**Your instructions:**
The answer is the complete listing below, written out again exactly.

····················

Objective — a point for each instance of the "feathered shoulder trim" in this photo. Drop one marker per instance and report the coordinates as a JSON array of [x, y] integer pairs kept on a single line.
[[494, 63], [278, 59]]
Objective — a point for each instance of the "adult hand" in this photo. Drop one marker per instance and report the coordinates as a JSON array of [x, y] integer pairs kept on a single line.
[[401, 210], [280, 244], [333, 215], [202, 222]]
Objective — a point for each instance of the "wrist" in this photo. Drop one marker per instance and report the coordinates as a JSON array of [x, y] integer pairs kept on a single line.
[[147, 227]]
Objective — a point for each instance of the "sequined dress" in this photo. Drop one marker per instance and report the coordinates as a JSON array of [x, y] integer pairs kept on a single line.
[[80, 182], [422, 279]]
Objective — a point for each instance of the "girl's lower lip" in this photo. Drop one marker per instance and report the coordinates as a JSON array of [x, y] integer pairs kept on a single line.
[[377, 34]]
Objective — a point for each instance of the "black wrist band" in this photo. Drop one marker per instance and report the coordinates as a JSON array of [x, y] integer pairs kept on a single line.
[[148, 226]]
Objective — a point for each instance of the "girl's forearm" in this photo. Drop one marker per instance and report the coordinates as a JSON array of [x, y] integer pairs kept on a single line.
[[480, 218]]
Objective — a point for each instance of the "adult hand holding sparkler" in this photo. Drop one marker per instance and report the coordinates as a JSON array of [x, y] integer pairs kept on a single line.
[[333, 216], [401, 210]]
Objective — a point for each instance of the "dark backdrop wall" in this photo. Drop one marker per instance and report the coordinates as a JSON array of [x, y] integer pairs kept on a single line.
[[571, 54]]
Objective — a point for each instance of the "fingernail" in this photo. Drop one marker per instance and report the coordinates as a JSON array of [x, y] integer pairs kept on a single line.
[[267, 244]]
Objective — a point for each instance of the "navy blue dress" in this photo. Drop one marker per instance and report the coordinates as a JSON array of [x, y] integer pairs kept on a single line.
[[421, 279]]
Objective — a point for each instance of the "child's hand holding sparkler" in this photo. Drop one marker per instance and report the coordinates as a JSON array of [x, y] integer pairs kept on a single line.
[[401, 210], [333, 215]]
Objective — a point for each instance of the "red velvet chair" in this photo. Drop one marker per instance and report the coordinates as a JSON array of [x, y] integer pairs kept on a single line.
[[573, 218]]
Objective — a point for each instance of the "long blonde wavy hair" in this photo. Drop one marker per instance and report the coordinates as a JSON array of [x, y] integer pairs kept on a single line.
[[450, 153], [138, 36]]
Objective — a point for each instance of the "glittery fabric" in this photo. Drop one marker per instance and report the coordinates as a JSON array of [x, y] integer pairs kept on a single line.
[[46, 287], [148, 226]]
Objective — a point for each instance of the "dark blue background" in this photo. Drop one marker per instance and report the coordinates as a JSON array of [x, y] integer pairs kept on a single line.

····················

**Expected output:**
Objective — a point for each instance of the "feathered shoulder trim" in this photo. Drop one marker per instance and report the coordinates as a JSON array of [x, y] integer pairs kept on a single line.
[[494, 63], [278, 59]]
Objective — a point for each instance of the "adult hand" in this photo. Drop one marker per instance and report the coordinates as a JSON array of [x, y] integer pairs kept on a single line.
[[401, 210], [280, 244], [333, 215], [202, 222]]
Objective — a point for each instance of the "wrist" in this photo. Drop one marker per instance and report the coordinates as a JSON array of [x, y] integer pairs kept on a single line.
[[147, 227]]
Objective — a point for each instance of the "sequined dress" in this photo. Drop one marker per instance and report the coordinates as a JSON array of [x, y] integer pairs kept on a single line.
[[80, 182], [422, 279]]
Objective — a point for each instance of the "girl's lower lip" in this photo. Drop one marker per instance and report the coordinates as a JSON array of [x, y] integer pairs kept on a single line.
[[377, 34]]
Objective — a point for each instance of the "black wrist band" in this photo. Drop one marker per instance and report the coordinates as a JSON array of [x, y] integer pairs kept on a single line.
[[148, 226]]
Objective — a point for each instance of the "girl's forearm" in this photo. Drop one marker per instance and report the coordinates as a JSON array of [x, y] integer pairs kept on a single line.
[[480, 218]]
Objective — a point for each instance of the "adult hand holding sparkler" in this photo. Drop one marker per instance and report the coordinates as a JSON array of [x, y] integer pairs kept on a single line.
[[333, 216], [401, 210]]
Objective — a point for each instance of the "dark backdrop wall" in this photo. Drop one marker per instance and report the coordinates as a JSON array of [x, y] integer pairs kept on a single line.
[[571, 54]]
Objective — a point for each instance of the "fingernail" in this photo. Drop one marker per instance and report the coordinates as a JSON array of [x, y] integer pairs kept on a single line.
[[267, 244]]
Objective — a point for each instance of the "navy blue dress" in this photo. Drop one marker per instance and report the coordinates as a JSON array of [x, y] integer pairs kept on a single line.
[[421, 279]]
Objective — a point for each instance of the "child's hand holding sparkler" in this photo. Drop one marker per instance and report the coordinates as a JSON array of [x, y] integer pairs kept on a single line.
[[401, 210], [333, 215]]
Objective — a point for each instance of the "red velvet chair" in this photo. Drop one marker per instance and report the coordinates as a JSON array of [x, y] integer pairs kept on a single line.
[[573, 218]]
Objective — a point for each instance of the "long blonde wavy hair" in this photo. Drop one marker per instance and report the coordinates as a JSON array of [x, y] integer pairs kept on a single line.
[[450, 153], [138, 36]]
Objective — a point for each instance of the "glittery fabric" in this photo. Drop one marker per instance and report the coordinates as a JSON array of [x, y] integer pairs kept on a single line.
[[46, 287], [148, 226]]
Objective — a point for each instance of the "dark blue background" in this photo. Drop one marker per instance and report the coordinates as a JSON array of [x, y] integer pairs kept on a single line.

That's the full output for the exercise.